**What is being asked**
Quote the lines below word for word. Begin with the first line and stop after the line that contains "column 432, row 425".

Saved data entries
******************************
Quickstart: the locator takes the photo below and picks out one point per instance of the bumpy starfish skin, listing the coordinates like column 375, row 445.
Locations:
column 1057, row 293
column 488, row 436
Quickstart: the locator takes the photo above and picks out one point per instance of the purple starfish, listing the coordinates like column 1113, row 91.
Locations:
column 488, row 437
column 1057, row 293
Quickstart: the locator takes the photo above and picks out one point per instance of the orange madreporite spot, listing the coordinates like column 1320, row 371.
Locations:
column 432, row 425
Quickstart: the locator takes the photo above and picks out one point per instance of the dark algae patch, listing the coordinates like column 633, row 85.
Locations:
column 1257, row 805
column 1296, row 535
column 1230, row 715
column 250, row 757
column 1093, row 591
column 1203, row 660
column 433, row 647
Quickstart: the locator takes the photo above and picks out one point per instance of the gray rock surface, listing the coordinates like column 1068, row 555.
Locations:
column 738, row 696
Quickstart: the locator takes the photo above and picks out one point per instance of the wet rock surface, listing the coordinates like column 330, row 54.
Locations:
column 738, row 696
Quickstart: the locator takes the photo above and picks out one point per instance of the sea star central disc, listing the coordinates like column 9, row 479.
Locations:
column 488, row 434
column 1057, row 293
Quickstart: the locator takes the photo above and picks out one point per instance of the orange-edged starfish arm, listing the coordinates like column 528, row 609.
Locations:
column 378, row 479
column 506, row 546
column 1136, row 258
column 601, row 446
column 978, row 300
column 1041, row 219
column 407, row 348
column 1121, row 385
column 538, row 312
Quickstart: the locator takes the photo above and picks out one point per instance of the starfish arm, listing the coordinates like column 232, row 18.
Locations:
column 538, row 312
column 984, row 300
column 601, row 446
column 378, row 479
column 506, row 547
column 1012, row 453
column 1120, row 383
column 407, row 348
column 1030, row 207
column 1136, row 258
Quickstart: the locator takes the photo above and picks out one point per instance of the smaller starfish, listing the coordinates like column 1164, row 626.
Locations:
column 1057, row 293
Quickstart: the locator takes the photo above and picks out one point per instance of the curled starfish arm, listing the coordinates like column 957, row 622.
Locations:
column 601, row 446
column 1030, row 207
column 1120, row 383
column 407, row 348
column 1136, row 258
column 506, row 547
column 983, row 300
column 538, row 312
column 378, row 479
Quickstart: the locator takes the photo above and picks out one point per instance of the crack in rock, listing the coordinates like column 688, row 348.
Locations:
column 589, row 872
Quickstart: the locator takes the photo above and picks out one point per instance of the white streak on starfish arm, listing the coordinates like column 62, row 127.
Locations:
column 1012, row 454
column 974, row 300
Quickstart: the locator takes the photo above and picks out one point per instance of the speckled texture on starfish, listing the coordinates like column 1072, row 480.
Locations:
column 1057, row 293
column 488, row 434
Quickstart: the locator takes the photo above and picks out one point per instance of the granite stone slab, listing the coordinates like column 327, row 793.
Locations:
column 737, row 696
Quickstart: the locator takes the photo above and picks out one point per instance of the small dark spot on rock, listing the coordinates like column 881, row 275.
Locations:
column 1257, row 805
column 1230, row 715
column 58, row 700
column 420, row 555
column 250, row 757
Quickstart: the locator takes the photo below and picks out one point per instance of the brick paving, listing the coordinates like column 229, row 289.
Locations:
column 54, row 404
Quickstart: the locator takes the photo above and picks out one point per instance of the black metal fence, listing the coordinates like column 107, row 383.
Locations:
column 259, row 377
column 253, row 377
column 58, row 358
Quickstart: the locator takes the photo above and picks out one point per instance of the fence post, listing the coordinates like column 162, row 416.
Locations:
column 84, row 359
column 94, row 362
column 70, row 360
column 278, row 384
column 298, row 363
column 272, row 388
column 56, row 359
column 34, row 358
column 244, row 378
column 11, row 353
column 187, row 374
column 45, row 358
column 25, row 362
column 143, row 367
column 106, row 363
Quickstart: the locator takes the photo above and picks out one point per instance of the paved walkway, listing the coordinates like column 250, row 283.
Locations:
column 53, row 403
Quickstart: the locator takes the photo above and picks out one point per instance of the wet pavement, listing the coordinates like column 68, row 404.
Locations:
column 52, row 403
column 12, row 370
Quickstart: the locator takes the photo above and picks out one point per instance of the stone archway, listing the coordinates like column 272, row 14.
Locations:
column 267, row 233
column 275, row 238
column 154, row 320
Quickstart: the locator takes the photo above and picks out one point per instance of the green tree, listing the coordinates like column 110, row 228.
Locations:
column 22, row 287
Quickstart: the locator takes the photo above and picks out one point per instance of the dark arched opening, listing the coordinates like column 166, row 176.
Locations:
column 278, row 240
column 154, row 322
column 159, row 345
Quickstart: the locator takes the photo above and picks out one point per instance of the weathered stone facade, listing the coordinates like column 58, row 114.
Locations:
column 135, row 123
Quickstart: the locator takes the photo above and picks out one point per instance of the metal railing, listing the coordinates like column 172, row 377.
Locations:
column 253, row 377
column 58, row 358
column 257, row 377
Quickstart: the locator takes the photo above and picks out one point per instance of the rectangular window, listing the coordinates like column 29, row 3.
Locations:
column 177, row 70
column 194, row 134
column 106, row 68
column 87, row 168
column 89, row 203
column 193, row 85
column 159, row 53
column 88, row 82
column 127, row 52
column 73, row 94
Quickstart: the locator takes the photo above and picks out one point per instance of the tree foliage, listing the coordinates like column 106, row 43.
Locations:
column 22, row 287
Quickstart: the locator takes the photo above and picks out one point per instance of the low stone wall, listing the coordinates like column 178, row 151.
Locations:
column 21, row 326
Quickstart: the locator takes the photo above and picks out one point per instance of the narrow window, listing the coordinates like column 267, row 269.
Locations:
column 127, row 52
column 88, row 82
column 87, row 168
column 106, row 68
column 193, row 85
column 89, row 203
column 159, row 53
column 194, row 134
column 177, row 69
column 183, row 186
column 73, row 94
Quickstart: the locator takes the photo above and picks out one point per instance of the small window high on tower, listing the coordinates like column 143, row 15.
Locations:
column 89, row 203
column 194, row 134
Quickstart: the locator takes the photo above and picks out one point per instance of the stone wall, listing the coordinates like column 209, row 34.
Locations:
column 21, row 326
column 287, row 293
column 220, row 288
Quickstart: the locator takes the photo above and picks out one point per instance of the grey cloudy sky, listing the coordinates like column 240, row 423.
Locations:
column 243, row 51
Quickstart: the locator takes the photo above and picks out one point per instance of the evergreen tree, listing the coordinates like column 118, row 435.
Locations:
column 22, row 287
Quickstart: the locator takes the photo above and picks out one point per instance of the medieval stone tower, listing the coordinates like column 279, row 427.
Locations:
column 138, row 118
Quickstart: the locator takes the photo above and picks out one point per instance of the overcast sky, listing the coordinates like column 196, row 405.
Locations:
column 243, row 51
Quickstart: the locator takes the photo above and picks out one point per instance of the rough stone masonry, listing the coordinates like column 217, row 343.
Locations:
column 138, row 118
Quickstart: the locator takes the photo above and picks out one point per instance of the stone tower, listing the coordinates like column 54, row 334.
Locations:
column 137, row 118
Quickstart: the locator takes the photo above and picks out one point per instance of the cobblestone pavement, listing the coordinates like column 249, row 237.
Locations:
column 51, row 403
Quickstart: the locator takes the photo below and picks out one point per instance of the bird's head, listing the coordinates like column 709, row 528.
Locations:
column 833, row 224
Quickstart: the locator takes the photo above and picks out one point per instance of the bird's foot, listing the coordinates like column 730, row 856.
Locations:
******************************
**Response below**
Quickstart: the locator takes the photo below and picks out one point per instance of the bumpy starfish skin, listing the coordinates like column 375, row 445.
Locations:
column 1057, row 293
column 488, row 436
Quickstart: the locator takes the photo above and picks out one point per instance of the purple starfish, listing the coordinates like column 1113, row 91.
Locations:
column 488, row 437
column 1057, row 293
Quickstart: the locator takes the photo above and picks out one point per instance of the orange madreporite spot, listing the coordinates like column 1320, row 371.
Locations:
column 432, row 425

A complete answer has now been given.